■ **Set task 1**: What does the Australian bushfire project proposal say the 2019 Australian fire destroyed?

++++++++++

Team Members:

Project Proposal

As it is known, Australian forest fires occur at certain times each year. There is even talk of the ‘Bushfire Season’ in Australia. We will try to explain this disaster, in which millions of living species were affected, with climatic changes. The world is in a state of equilibrium, but this balance is breaking down day by day. This balance was also valid between South Africa and Australia, connected by the Indian Ocean. While there are fires on one side, there can be flood disasters on the other.

Project Goal

In this project:
We will examine the relationship between Indian Ocean temperature change and Australian bushfires. We will examine the Indian Ocean Dipole (temperature difference between the South African coast and the Australian coast). The 2019 Australian fire destroyed over 15 million hectares.

Data Documents

We couldn’t upload it to Github because the data is too large.
Data were obtained from the following sites.
You can view the Indian Ocean data here.
Australia data was created by collecting from the internet.

To access all data collectively Drive Link.

Variables we intend to use:

Surface temperature of the water, longitude, latitude, date, burned area

The codes of the operations performed are shown below.

library(tidyverse)
library(readr)
library(magrittr)
library(ggplot2)
library(readxl)   
library(hrbrthemes)
library(babynames)
library(ggrepel)
library(tidyr)
library(ggthemes)
library(leaflet)
library(leaflet.extras)
indian_ocean_df <- read_csv("data/indian_ocean/indian_ocean_df.csv",
                            show_col_types = FALSE)

# I chose the columns that I could possibly use.
indian_ocean_df <- indian_ocean_df[,c('STATION','DATE','LATITUDE','LONGITUDE','AIR_TEMP',
                                      'DEW_PT_TEMP','SEA_SURF_TEMP')]
# I prefer the column names to be lowercase.
colnames(indian_ocean_df) <- tolower(colnames(indian_ocean_df))
# There are data at different times of the same day. We need monthly data.

++++++++++

■ **Set task 2**: Put the part of the records that opens with the line containing "Find the wooden" and runs through the end of the records into a numbered list, one line per item. Leave out blank lines.

++++++++++

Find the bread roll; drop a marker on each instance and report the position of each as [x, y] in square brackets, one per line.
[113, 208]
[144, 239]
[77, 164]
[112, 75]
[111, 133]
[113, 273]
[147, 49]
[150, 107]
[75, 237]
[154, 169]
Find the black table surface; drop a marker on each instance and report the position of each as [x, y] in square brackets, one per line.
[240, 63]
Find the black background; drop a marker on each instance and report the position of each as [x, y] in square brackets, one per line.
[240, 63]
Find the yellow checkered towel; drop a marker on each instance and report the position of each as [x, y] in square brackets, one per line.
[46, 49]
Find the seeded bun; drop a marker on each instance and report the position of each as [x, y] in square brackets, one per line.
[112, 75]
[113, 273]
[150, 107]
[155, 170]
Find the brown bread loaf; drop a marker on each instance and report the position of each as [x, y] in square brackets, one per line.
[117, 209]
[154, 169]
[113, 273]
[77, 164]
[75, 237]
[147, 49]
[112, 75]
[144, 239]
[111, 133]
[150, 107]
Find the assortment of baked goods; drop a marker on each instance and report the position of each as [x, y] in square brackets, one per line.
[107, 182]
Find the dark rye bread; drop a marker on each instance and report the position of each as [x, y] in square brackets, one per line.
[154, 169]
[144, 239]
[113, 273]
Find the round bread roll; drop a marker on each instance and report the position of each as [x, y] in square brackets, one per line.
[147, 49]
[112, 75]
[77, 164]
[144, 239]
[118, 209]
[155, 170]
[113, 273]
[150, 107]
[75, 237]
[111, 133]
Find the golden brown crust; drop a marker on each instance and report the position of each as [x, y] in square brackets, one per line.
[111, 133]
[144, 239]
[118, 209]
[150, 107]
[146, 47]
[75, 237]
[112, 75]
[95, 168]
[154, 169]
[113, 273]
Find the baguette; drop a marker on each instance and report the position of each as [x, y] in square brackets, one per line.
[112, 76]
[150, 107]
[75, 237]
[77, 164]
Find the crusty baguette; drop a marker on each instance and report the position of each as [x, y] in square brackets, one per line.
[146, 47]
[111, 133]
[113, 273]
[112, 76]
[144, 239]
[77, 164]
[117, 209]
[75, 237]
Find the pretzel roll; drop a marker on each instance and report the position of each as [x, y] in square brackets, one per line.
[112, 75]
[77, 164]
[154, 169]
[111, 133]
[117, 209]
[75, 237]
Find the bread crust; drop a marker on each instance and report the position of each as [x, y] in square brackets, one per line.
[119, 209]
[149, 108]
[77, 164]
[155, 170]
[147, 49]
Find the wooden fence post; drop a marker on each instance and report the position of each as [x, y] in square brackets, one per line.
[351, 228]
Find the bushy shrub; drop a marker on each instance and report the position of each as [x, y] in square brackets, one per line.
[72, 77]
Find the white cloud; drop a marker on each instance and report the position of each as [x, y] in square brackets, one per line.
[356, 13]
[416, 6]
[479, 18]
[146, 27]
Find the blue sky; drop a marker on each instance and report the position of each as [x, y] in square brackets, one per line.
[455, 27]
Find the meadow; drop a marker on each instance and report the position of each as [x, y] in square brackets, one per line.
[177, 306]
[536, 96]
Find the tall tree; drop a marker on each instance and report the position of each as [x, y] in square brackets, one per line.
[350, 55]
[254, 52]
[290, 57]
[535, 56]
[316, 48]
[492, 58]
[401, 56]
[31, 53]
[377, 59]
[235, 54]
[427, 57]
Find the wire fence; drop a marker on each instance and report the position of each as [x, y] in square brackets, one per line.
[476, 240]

++++++++++

■ **Final answer 1**: Over 15 million hectares.

■ **Final answer 2**:
1. Find the wooden fence post; drop a marker on each instance and report the position of each as [x, y] in square brackets, one per line.
2. [351, 228]
3. Find the bushy shrub; drop a marker on each instance and report the position of each as [x, y] in square brackets, one per line.
4. [72, 77]
5. Find the white cloud; drop a marker on each instance and report the position of each as [x, y] in square brackets, one per line.
6. [356, 13]
7. [416, 6]
8. [479, 18]
9. [146, 27]
10. Find the blue sky; drop a marker on each instance and report the position of each as [x, y] in square brackets, one per line.
11. [455, 27]
12. Find the meadow; drop a marker on each instance and report the position of each as [x, y] in square brackets, one per line.
13. [177, 306]
14. [536, 96]
15. Find the tall tree; drop a marker on each instance and report the position of each as [x, y] in square brackets, one per line.
16. [350, 55]
17. [254, 52]
18. [290, 57]
19. [535, 56]
20. [316, 48]
21. [492, 58]
22. [401, 56]
23. [31, 53]
24. [377, 59]
25. [235, 54]
26. [427, 57]
27. Find the wire fence; drop a marker on each instance and report the position of each as [x, y] in square brackets, one per line.
28. [476, 240]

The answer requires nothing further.